# What to work on
Reproduce the text on SLAM systems below in full, word for word.

# Text

━━━━━━━━

Hector SLAM — Kohlbrecher et al. 2011 — scan-matching-only 2D LiDAR SLAM, no odometry required, common on quadrotors.

Filtering-era systems are still preferred where computational budget is fixed and small (microcontroller-grade) or where the state stays small (camera-mounted AR with bounded workspace).

3. Pose-graph and factor-graph back-ends (modern)

The graph-SLAM paradigm formulates the MAP estimate as a sparse nonlinear least-squares problem on a graph. Pose-graphs (Lu + Milios 1997) keep only poses with relative-pose edges; factor-graphs (Dellaert + Kaess 2006) admit arbitrary factor types (IMU pre-integration, GPS, range, landmark observations). Minimization is of the negative log-likelihood — equivalent to weighted least-squares under Gaussian noise.

TORO — Grisetti, Stachniss, Grzonka, Burgard 2007 — Tree-based netwORk Optimizer; stochastic gradient descent on a spanning-tree-parameterized graph.
HOG-Man — Grisetti, Kümmerle, Stachniss, Frese, Hertzberg 2010 — Hierarchical Optimization for pose Graphs on Manifolds.
g2o — Kümmerle, Grisetti, Strasdat, Konolige, Burgard 2011 ICRA (“g2o: A General Framework for Graph Optimization”). C++ library, sparse Cholesky / PCG / Levenberg-Marquardt. Used in ORB-SLAM, RGB-D-SLAM, parts of Cartographer.

━━━━━━━━

# Items from a dataset
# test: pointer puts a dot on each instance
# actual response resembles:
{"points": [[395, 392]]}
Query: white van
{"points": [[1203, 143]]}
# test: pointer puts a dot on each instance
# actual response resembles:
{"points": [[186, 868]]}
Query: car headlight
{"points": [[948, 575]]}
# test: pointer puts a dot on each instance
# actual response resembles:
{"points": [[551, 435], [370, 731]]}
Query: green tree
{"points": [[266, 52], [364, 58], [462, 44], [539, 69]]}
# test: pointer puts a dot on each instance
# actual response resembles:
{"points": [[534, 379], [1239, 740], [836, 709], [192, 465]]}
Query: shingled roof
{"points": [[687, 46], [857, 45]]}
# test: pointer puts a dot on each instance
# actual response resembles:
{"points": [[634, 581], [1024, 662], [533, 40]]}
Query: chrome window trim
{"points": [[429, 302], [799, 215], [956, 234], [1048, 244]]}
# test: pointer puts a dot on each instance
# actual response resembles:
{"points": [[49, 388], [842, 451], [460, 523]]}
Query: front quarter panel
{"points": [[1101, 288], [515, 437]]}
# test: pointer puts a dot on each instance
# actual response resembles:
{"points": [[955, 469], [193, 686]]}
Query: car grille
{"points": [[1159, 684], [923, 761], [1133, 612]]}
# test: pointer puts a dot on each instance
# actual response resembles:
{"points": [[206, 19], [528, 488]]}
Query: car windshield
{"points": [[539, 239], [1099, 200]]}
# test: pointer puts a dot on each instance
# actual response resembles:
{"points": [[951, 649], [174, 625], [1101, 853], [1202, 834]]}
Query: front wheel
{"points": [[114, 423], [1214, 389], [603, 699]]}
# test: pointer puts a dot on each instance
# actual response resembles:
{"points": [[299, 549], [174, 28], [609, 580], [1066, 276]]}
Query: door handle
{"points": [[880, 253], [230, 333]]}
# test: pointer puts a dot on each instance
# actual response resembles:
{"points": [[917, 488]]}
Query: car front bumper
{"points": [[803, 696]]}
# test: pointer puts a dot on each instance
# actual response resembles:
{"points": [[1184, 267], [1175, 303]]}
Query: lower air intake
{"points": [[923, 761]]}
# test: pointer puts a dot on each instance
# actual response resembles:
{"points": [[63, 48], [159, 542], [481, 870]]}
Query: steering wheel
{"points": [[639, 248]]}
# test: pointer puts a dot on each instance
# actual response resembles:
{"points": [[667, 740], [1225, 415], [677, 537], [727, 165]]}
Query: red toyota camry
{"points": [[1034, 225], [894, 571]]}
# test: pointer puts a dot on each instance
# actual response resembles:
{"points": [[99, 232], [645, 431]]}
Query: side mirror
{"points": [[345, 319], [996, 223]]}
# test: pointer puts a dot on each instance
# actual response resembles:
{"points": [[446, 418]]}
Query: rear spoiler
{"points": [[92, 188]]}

━━━━━━━━

# Right answer
Hector SLAM — Kohlbrecher et al. 2011 — scan-matching-only 2D LiDAR SLAM, no odometry required, common on quadrotors.

Filtering-era systems are still preferred where computational budget is fixed and small (microcontroller-grade) or where the state stays small (camera-mounted AR with bounded workspace).

3. Pose-graph and factor-graph back-ends (modern)

The graph-SLAM paradigm formulates the MAP estimate as a sparse nonlinear least-squares problem on a graph. Pose-graphs (Lu + Milios 1997) keep only poses with relative-pose edges; factor-graphs (Dellaert + Kaess 2006) admit arbitrary factor types (IMU pre-integration, GPS, range, landmark observations). Minimization is of the negative log-likelihood — equivalent to weighted least-squares under Gaussian noise.

TORO — Grisetti, Stachniss, Grzonka, Burgard 2007 — Tree-based netwORk Optimizer; stochastic gradient descent on a spanning-tree-parameterized graph.
HOG-Man — Grisetti, Kümmerle, Stachniss, Frese, Hertzberg 2010 — Hierarchical Optimization for pose Graphs on Manifolds.
g2o — Kümmerle, Grisetti, Strasdat, Konolige, Burgard 2011 ICRA (“g2o: A General Framework for Graph Optimization”). C++ library, sparse Cholesky / PCG / Levenberg-Marquardt. Used in ORB-SLAM, RGB-D-SLAM, parts of Cartographer.